## SOURCE DOCUMENT
------------------------------------------------

Steem Blockchain Patch Issued
The Steem blockchain recently stalled at block 23847548 due to an invalid transaction that was allowed into a previous block. The Steemit development team quickly identified the cause and issued a patch, which was then deployed by a majority of the witnesses. At this time, the Steem blockchain has resumed normal operation. At no point during the event were user accounts or tokens at risk.
It is important to emphasize that what took place was actually the result of a protection mechanism built into the blockchain preventing the invalid transaction from doing any real harm. While it is unfortunate that operations were suspended during this time, it is these protection mechanisms that help ensure that accounts remain safe and secure even in the face of unforeseen events.
Cause
Seven days ago, an account (@nijeah) attempted to submit a transaction that would have resulted in a negative balance of STEEM being powered down from their account. The blockchain has safety rules that forbid such a transaction from occurring, but these rules did not forbid the invalid transaction from being submitted, even though its attempted execution--which would occur seven days later--would not be allowed to occur by the blockchain.
When the scheduled power down occurred, witness nodes were unable to process the transaction--and all subsequent transactions--due to the aforementioned rules. This is what we refer to as “halting” (as opposed to something like “forking”). A code change was needed in order to define how to properly handle this behavior.
Solution
The Steemit development team, along with the assistance of several of the witnesses, was able to quickly identify the root cause of the problem. As soon as the cause was identified, a patch was issued and the rollout of the patch was coordinated with the top witnesses.
Within only a few hours of the issue occurring, the patch was applied by a majority of the witnesses, and the Steem blockchain resumed normal operation.
Instructions for node operators
This section contains instructions for node operators who still need to apply the patch.
All nodes running 0.19.3
should update to release version 0.19.5
to start receiving blocks again. The patch will not require a replay.
If you were running the AppBase release candidate (0.19.4
), a new release candidate (0.19.10
) will be made shortly. Alternatively, you can run the branch 20180702-fix-vesting-withdrawals-steemd
to get the patch now.
Impact
Any transactions that were submitted during the time the blockchain was halted would have resulted in an error. Some pending transactions that were submitted just prior to the halt may not have been included in blocks, and would have expired. Affected transactions would need to be resubmitted, as they would not have been included in a block and are no longer valid.

------------------------------------------------

## Outline annotation entries
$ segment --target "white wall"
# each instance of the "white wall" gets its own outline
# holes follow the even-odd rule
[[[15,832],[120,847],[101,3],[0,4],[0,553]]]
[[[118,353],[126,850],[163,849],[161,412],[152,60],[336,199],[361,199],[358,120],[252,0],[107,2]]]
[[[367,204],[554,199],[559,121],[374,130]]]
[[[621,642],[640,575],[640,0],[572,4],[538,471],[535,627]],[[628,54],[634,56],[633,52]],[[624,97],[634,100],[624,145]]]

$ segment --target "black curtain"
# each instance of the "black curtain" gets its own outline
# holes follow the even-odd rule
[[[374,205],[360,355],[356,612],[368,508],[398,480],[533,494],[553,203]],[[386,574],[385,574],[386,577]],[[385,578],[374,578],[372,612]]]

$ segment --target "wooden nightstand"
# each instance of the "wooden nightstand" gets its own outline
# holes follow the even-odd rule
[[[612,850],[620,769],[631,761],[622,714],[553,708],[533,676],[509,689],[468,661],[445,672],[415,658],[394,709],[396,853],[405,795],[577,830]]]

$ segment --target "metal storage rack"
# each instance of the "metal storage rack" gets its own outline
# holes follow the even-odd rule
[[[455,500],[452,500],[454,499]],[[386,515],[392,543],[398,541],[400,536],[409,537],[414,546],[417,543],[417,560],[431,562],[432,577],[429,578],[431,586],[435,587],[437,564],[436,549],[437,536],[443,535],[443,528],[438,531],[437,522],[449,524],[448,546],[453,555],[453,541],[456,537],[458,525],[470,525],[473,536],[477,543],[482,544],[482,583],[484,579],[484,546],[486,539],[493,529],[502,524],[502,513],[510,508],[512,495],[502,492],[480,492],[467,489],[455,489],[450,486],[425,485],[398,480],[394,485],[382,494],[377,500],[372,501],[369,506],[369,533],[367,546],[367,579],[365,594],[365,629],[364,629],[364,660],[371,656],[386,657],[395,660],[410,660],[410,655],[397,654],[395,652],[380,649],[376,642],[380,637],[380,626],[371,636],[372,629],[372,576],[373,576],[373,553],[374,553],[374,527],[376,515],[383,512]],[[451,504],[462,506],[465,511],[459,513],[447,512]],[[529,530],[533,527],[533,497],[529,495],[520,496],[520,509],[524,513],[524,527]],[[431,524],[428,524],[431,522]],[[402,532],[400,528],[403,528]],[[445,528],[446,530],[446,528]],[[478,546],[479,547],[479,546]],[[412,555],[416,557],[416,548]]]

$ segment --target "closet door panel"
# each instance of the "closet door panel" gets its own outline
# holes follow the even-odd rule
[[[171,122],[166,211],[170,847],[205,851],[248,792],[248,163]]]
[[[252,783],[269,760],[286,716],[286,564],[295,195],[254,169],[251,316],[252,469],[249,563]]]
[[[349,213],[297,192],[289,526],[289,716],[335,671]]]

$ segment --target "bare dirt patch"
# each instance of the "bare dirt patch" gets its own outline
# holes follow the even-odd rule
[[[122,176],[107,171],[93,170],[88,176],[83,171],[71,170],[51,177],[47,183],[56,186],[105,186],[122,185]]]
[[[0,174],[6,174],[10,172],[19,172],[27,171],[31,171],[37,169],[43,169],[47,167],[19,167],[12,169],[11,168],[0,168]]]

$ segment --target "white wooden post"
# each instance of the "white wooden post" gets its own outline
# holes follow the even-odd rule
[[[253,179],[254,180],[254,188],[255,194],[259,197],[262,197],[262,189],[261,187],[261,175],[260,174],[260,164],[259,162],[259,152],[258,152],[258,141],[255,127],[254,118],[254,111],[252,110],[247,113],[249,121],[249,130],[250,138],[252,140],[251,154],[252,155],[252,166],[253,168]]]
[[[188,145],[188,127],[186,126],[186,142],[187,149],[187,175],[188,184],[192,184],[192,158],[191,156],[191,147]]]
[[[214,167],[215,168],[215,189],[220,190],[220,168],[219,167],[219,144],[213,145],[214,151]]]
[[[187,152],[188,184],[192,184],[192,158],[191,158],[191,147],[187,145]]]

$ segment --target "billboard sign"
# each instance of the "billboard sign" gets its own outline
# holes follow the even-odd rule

------------------------------------------------

Decide whether each statement agrees with the Steem patch announcement, answering yes or no and quoting the deciding words: 1. User accounts or tokens were at risk during the event. 2. The patch requires a replay. 3. Nodes running 0.19.3 should move to release version 0.19.5. Rely solely on the Steem patch announcement.

## ANSWER TO THE TASK
1. No: "At no point during the event were user accounts or tokens at risk."
2. No: "The patch will not require a replay."
3. Yes: "should update to release version 0.19.5"